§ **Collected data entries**

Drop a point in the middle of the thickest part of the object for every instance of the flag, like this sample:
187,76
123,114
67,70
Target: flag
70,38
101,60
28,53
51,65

§ **REQUIRED TASK**
Please change each "flag" in the lines above to "banner" and write the lines out again with nothing else altered.

§ **FINISHED TASK**
Drop a point in the middle of the thickest part of the object for every instance of the banner, like this sample:
187,76
123,114
67,70
Target: banner
70,38
101,60
28,53
51,65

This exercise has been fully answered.